| Отрывок |
- - -

России нужен образ врага

На модерации Отложенный

Война является не только отцом вещей, как говорил Гераклит, но и отцом современных государств, конечно. Современные государства  – это агрегаты, это машины, которые  выросли из практики ведения войны, которые являются механизмами, в том числе, военной мобилизации. Это одна из причин, по которым, предположим, теория общественного договора всегда была ложной. Сама возможность войны между государствами критически влияет на нормальный регламент функционирования государства. И здесь возникает вопрос очень простой, на рубеже, ну, не на рубеже, а с входом, с нашим вползанием в ядерный мир, война стала очень проблематичным сценарием между крупными государствами. И эта проблематичность войны, она не могла не повлиять, и не может не повлиять сейчас на сам характер государственной жизни, он ее модель.

- - -

| Исходные данные |
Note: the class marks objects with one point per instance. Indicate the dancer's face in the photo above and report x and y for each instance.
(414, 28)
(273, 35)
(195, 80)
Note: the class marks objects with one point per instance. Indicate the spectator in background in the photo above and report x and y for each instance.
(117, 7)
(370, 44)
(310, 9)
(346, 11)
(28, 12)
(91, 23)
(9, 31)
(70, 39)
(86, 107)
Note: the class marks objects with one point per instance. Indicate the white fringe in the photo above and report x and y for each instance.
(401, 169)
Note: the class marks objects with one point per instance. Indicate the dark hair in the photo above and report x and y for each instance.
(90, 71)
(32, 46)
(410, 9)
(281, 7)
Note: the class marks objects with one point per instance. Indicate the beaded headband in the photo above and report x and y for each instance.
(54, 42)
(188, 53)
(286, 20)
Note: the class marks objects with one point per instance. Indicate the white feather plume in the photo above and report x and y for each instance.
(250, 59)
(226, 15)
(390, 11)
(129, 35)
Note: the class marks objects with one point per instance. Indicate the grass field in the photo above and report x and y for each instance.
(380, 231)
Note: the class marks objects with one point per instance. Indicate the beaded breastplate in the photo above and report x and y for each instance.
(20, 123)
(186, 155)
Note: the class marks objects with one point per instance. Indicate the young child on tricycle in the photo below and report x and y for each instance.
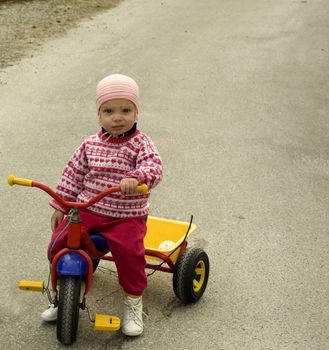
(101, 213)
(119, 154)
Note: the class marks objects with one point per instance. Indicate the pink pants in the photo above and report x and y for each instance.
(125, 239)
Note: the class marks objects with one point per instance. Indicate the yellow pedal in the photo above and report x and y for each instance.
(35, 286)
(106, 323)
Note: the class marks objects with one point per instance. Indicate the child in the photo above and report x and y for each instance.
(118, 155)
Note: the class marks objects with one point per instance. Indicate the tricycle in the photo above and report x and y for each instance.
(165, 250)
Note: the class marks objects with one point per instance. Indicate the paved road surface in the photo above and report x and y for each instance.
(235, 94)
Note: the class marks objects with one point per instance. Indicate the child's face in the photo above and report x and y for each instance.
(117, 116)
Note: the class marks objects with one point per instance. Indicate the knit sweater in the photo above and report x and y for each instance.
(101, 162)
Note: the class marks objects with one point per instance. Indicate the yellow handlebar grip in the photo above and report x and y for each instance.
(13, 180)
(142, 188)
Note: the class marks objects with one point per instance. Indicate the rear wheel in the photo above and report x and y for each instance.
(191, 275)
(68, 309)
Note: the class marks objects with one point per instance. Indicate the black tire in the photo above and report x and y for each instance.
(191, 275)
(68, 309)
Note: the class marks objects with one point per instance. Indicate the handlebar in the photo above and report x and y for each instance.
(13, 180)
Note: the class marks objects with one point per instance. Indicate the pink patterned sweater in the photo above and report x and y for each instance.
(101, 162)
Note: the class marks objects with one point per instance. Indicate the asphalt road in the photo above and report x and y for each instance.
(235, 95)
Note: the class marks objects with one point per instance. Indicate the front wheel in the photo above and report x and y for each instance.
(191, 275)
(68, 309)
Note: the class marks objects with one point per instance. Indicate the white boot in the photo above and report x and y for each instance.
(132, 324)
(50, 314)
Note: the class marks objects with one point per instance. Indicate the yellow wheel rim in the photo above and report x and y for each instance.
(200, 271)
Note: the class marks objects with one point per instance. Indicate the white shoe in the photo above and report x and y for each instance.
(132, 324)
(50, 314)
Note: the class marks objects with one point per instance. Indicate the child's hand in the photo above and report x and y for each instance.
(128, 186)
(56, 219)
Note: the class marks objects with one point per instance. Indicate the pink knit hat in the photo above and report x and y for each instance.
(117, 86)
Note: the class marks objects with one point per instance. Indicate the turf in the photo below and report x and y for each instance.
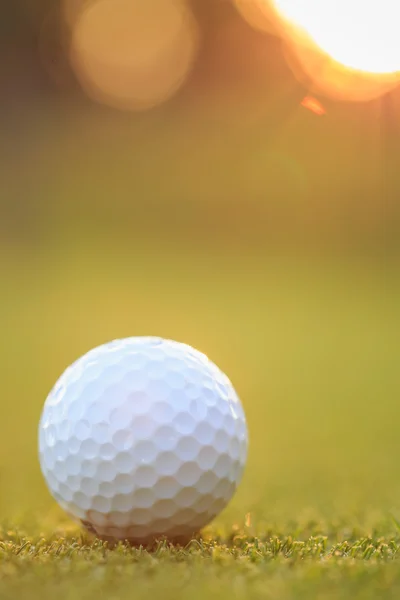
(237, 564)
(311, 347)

- - -

| Что сделать |
1. Ответьте по отрывку о войне и государстве на три вопроса:
(а) Чьи слова о войне как об отце вещей приводятся в начале?
(б) Какая теория, согласно отрывку, всегда была ложной?
(в) Каким сценарием между крупными государствами стала война с вползанием в ядерный мир?
2. Подхватите отрывок о войне и государстве и напишите его продолжение, начиная сразу после последнего предложения.

| Ответы |
1.
(а) Гераклита.
(б) Теория общественного договора.
(в) Очень проблематичным.

2.
Сегодня мы видим, что из международных отношений, вот, фигура классической войны между крупными государствами пока выведена за скобки. То, что возникает вместо этого – это множество локальных конфликтов в зонах нестабильности, в которых, в том числе, и большие государства могут скрестить шпаги, как это было во Вьетнаме, как это было в Афганистане, но не напрямую друг с другом. Что возникает вместо этого? Как максимум, скажем так, столкновение таких второразрядных, в военном отношении, государств. Но, положим, если еще до приобретения ядерного оружия, столкновение Индии и Пакистана находилось в зоне политических возможностей, актуальных, то после, это уже переходит в совершенно другой разряд. В общем, пока, на самом деле, у политической мысли нет четкого ответа на вопрос, что происходит с государствами, когда исключена возможность полноценной, полноформатной войны. По крайней мере, между крупными государствами.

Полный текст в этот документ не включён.